Write out all of the entries that follow, word for word, but skip the pictures.

========

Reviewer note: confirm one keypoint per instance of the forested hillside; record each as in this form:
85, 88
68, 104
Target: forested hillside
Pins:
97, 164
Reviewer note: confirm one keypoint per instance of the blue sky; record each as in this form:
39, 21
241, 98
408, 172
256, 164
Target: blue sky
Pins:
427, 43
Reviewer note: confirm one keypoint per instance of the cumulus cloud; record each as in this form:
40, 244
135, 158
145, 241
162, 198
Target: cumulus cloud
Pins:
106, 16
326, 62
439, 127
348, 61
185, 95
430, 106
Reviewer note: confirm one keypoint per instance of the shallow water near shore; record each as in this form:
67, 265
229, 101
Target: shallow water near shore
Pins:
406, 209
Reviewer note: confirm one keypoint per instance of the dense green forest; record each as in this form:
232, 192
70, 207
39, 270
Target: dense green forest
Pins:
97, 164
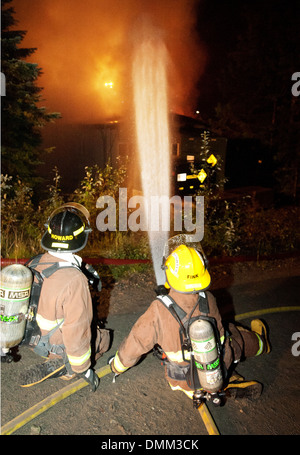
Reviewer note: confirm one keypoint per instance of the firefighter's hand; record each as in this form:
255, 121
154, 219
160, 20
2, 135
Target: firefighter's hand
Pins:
110, 361
91, 378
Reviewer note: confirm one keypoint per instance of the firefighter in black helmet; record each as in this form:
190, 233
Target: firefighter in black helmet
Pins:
68, 228
65, 311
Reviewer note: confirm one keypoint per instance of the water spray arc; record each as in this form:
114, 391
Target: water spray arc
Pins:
149, 74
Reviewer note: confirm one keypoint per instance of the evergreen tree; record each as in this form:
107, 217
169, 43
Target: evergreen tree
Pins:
21, 117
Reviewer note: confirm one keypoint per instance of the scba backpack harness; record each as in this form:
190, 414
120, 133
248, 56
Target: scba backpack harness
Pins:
195, 368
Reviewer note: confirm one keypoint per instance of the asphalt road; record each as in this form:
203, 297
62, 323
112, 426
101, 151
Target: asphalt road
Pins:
141, 402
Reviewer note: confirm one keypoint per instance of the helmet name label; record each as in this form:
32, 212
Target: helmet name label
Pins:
61, 237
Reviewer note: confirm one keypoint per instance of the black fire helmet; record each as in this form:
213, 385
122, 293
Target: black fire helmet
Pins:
68, 228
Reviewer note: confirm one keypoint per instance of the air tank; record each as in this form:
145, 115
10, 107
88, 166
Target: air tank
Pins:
206, 355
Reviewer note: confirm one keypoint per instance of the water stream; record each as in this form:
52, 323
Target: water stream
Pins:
149, 73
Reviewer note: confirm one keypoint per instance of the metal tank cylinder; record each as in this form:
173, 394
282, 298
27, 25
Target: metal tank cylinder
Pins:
206, 355
15, 286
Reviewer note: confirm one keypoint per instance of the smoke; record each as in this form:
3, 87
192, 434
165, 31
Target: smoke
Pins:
85, 51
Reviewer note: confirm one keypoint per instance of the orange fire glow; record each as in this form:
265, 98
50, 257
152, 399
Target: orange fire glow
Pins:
82, 46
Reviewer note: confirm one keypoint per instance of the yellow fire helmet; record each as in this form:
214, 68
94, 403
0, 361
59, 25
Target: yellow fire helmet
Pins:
186, 271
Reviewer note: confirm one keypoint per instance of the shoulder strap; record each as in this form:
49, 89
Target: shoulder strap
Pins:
203, 303
172, 306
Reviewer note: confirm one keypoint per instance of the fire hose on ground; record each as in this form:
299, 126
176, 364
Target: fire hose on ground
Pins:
51, 400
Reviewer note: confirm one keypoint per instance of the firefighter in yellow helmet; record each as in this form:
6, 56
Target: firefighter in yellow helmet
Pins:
187, 280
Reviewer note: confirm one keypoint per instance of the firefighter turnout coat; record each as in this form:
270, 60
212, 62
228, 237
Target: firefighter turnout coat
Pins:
65, 298
158, 326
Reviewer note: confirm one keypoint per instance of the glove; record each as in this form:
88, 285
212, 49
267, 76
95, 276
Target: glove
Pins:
91, 378
110, 363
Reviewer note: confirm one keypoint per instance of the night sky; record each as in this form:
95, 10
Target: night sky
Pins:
83, 45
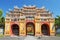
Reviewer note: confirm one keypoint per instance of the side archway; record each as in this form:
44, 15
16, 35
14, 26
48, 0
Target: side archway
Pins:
45, 29
15, 29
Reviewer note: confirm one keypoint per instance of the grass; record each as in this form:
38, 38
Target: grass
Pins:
58, 35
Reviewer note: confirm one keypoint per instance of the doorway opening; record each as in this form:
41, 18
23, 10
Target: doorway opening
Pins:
15, 29
45, 29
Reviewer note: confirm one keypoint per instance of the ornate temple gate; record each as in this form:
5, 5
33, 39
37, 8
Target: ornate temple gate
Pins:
45, 29
30, 28
15, 29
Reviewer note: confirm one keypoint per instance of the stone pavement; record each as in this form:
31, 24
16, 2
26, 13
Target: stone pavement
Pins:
31, 38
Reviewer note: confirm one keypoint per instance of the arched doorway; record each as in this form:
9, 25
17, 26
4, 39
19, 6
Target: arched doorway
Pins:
45, 29
30, 28
15, 29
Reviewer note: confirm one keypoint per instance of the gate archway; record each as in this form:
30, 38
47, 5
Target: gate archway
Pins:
15, 29
30, 28
45, 29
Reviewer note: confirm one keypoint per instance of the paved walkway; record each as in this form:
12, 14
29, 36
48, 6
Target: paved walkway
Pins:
31, 38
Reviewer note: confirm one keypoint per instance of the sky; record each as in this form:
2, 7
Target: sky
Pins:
51, 5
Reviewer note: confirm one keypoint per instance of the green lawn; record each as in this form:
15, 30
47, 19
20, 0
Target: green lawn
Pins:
58, 35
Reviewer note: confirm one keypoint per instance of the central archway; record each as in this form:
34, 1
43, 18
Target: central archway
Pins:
15, 29
45, 29
30, 28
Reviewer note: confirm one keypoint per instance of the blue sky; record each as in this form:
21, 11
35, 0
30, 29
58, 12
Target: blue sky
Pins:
51, 5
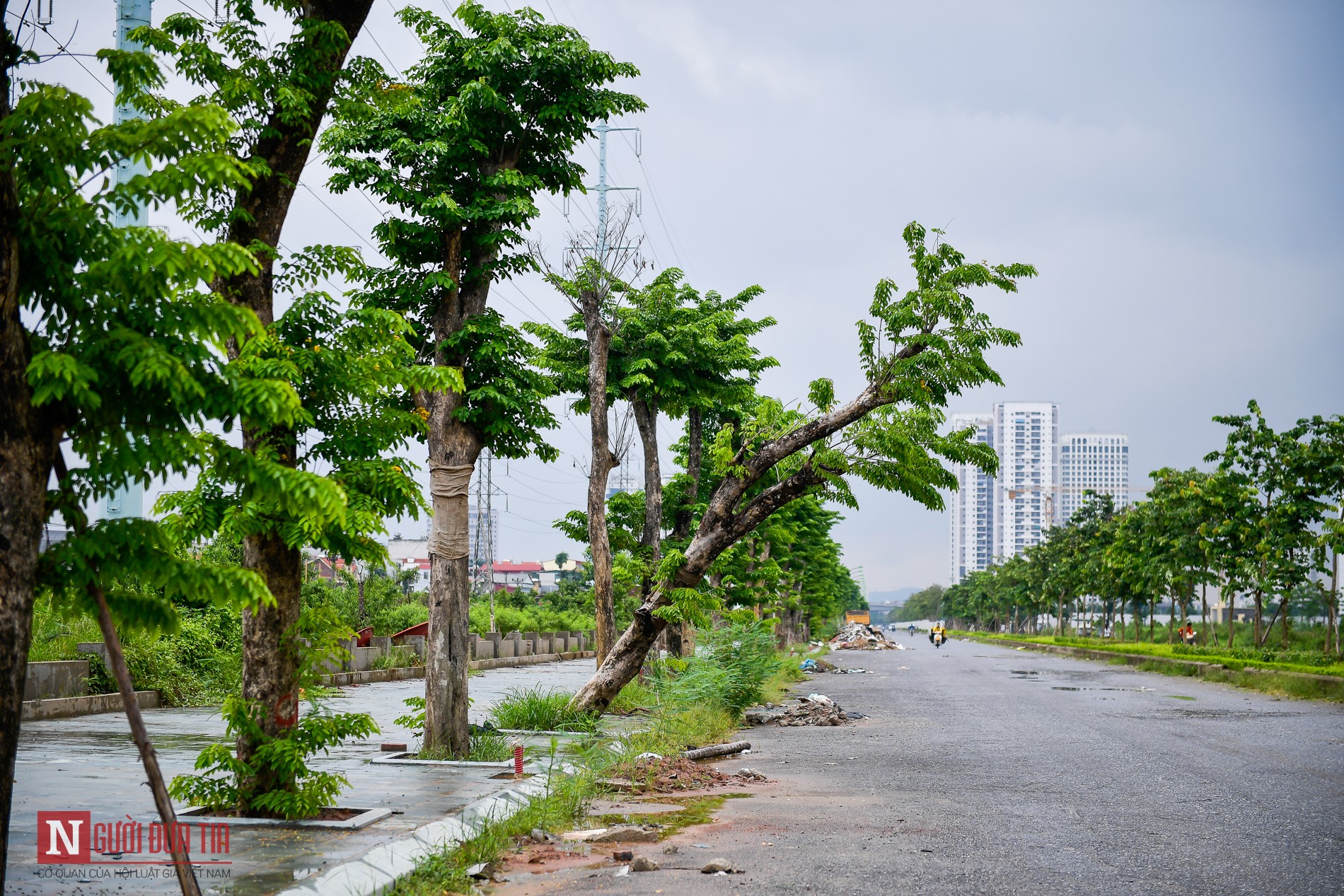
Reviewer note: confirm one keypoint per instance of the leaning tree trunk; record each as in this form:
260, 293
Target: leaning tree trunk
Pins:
603, 462
685, 513
647, 421
178, 846
27, 450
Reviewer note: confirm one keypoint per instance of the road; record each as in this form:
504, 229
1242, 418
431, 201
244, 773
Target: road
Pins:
985, 770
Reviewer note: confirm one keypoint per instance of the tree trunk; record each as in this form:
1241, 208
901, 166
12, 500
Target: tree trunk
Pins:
270, 656
179, 846
678, 641
453, 449
1260, 605
27, 452
601, 465
647, 421
1335, 598
270, 668
1203, 612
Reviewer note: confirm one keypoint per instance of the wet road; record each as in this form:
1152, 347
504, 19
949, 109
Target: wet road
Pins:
91, 764
985, 770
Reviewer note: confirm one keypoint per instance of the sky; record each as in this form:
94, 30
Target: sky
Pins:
1172, 171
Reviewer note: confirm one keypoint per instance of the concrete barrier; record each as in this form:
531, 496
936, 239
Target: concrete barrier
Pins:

========

WRITTEN SOLUTION –
Reviewer note: confirm one keypoint per instance of the forested hillside; record each as in this form:
85, 88
68, 104
Target: forested hillside
Pins:
97, 164
Reviewer note: confirm one keypoint per instance of the blue sky; record each as in this form:
39, 21
241, 98
408, 172
256, 164
Target: blue sky
Pins:
427, 43
Reviewer note: confirm one keypoint per instance of the cumulus cloud; record each as in this form:
40, 244
135, 158
145, 241
162, 198
Target: cumulus cloud
Pins:
106, 16
326, 62
439, 127
348, 61
185, 95
430, 106
Reviewer note: confirm one keypoint per instance of the shallow water near shore; record each as in this form:
67, 265
229, 101
Target: shallow water near shore
Pins:
406, 209
Reviewer note: confirm one keypoint per instance of the dense green forest; record each as in this form:
232, 192
70, 207
39, 270
Target: dense green forest
Pins:
97, 164
Reviewer note: confirm one keypoint per instance of the firefighter's hand; record each as in this form:
255, 121
154, 219
160, 20
2, 135
Target: firefighter's hand
Pins:
110, 361
91, 378
Reviewer note: confirm one keypoint per instance of the firefighter in black helmet; record each as in this form:
190, 233
Target: firefighter in black helmet
Pins:
68, 228
65, 311
Reviewer note: confirm one keypoint per instance of the water spray arc; record each as in this form:
114, 391
Target: water spray arc
Pins:
149, 74
Reviewer note: confirm one keypoint per instance of the evergreen tree; record each as in this form:
107, 217
169, 43
Target: evergreen tree
Pins:
21, 117
Reviewer note: confirm one keypoint per instance of the scba backpack harness; record each as in this form:
190, 414
120, 133
248, 56
Target: scba backpack harness
Pins:
195, 368
Reviewer note: confirm one keypoint per instance of the asphalt road; record each as in this form:
203, 297
62, 323
112, 426
101, 151
Target: asphalt road
Pins:
141, 402
Reviewer note: confirm one keypoint per instance of the helmet name label; record each as in this form:
32, 212
Target: helmet name label
Pins:
61, 237
Reviewer note: confirm one keypoint per instance of the black fire helmet; record each as in this form:
213, 385
122, 293
Target: black fire helmet
Pins:
68, 228
Reviewer note: confirm one keypoint per instance of the air tank; record each as in this form:
145, 115
10, 107
88, 166
Target: air tank
Pins:
206, 355
Reviewer note: confirm one keypoint per instance of the water stream; record each as in this form:
52, 323
Target: water stream
Pins:
149, 73
Reviewer note: confirm one keypoint per instance of the metal tank cylinder; record each as in this form:
173, 394
282, 298
27, 25
Target: metal tank cylinder
Pins:
206, 355
15, 286
Reviewer note: confirm one keypoint per instance of the smoke; record each as in this form:
3, 87
192, 434
165, 31
Target: smoke
Pins:
85, 51
Reviewer note: confirm one keypoint per instance of the orange fire glow; record each as in this form:
265, 98
50, 257
152, 399
Target: orange fire glow
Pins:
82, 46
Reviewer note: confirm one keypoint per instance of the yellow fire helmet; record each as in this form:
214, 68
94, 403
0, 361
59, 25
Target: yellow fire helmet
Pins:
186, 271
Reviewer note: confirm one keypoint per instance of the shoulder strap; record each as in this form:
49, 89
Target: shoulder strap
Pins:
203, 303
172, 306
Reviewer note: confirm one keypoint per instance of the fire hose on ground; record each as in this form:
299, 126
176, 364
Target: fire hose on ground
Pins:
51, 400
Reviewer note: confirm one keypoint per instance of the firefighter in yellow helmet; record each as in this form:
6, 56
Target: firefighter in yellow helmet
Pins:
187, 280
Reviewer note: confirm one keypoint per instance of the firefighter turnout coat; record each as in this form:
270, 60
212, 62
228, 237
Target: firefighter turnout coat
Pins:
65, 298
158, 326
Reviewer note: confirm one keypoint per instance of the glove; record each as in this form:
88, 285
212, 49
267, 76
95, 276
Target: glove
Pins:
91, 378
110, 363
Reviewer note: confirm one keypoint per instance of the night sky; record each as in this form:
95, 10
Target: night sky
Pins:
83, 45
Reviewer note: confirm one keypoint per instance of the side archway; record each as in this form:
44, 15
16, 35
14, 26
48, 0
Target: side archway
Pins:
45, 29
15, 29
Reviewer note: confirm one keypoint per instance of the grass; record each as in this form:
38, 38
Target: grass
Pins:
58, 35
Reviewer note: confirm one keypoint per instance of the doorway opening; record each as in this form:
41, 18
23, 10
Target: doorway opening
Pins:
15, 29
45, 29
Reviewer note: confirm one keypoint per instance of the ornate temple gate; record each as in this form:
5, 5
33, 39
37, 8
Target: ornate temple gate
Pins:
45, 29
30, 28
15, 29
Reviewer note: confirm one keypoint per instance of the stone pavement; record each as in this form:
31, 24
16, 2
26, 13
Target: stone pavement
Pins:
31, 38
Reviewer note: confirm one keypoint per instance of the arched doorway; record each as in this form:
9, 25
17, 26
4, 39
19, 6
Target: arched doorway
Pins:
45, 29
30, 28
15, 29
Reviewer note: confirm one keypoint per instance of the gate archway; record each as in this form:
30, 38
47, 5
Target: gate archway
Pins:
15, 29
30, 28
45, 29
Reviewer note: confirm one keypoint per instance of the paved walkway; record each as in this form:
12, 14
29, 36
48, 6
Target: paved walkway
Pins:
31, 38
Reviewer note: confirm one keypoint per instance of the sky; record each as in this form:
2, 7
Target: sky
Pins:
51, 5
Reviewer note: confirm one keypoint per instance of the green lawn; record each as in this form:
15, 30
47, 19
20, 0
Target: green lawn
Pins:
58, 35
Reviewer note: confirm one keypoint per instance of the central archway; record each as in this form:
34, 1
43, 18
Target: central archway
Pins:
15, 29
45, 29
30, 28
Reviewer note: confirm one keypoint per instance of the blue sky; record each as in this form:
21, 11
35, 0
30, 29
58, 12
Target: blue sky
Pins:
51, 5
Reviewer note: confirm one keypoint per instance of the leaning tree trunk; record each as in this form:
260, 293
Target: leaning tree trunk
Pins:
603, 462
685, 513
647, 421
178, 846
27, 450
Reviewer note: confirm one keypoint per instance of the road; record each as in this form:
504, 229
1242, 418
431, 201
244, 773
Target: road
Pins:
985, 770
Reviewer note: confirm one keypoint per instance of the tree trunk; record each as in this form:
1241, 208
901, 166
12, 500
Target: tree trunk
Pins:
270, 656
179, 846
678, 641
453, 449
1260, 605
27, 452
601, 465
647, 421
1335, 598
270, 668
1203, 612
Reviewer note: confirm one keypoint per instance of the wet road; record each as in this form:
1152, 347
504, 19
949, 109
Target: wet road
Pins:
91, 764
985, 770
Reviewer note: confirm one keypoint per instance of the sky; record each as in this form:
94, 30
Target: sky
Pins:
1172, 171
Reviewer note: confirm one keypoint per instance of the concrete barrier; record each as in this form:
531, 496
936, 239
Target: concrete barrier
Pins:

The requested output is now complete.